Referring expression pointing data
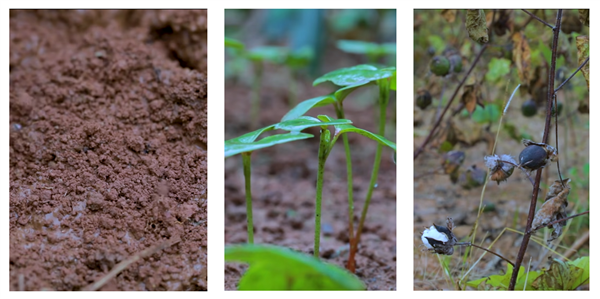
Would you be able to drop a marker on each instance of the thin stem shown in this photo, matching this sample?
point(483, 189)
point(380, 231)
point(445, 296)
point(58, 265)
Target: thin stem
point(573, 74)
point(249, 223)
point(485, 249)
point(537, 18)
point(439, 120)
point(256, 84)
point(384, 94)
point(339, 109)
point(323, 144)
point(522, 169)
point(557, 221)
point(538, 177)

_EXERCISE INSTRUCTIONS:_
Each entry, word for word, belongs in your answer; each picture does not.

_RESPONSE AREA:_
Would you be able to drop a marker on each instance of the thin stem shown in this photo, matching this sample?
point(483, 189)
point(380, 231)
point(445, 296)
point(58, 265)
Target: thin stem
point(573, 74)
point(249, 223)
point(485, 249)
point(537, 18)
point(439, 120)
point(256, 84)
point(384, 94)
point(339, 109)
point(323, 144)
point(522, 169)
point(557, 221)
point(538, 177)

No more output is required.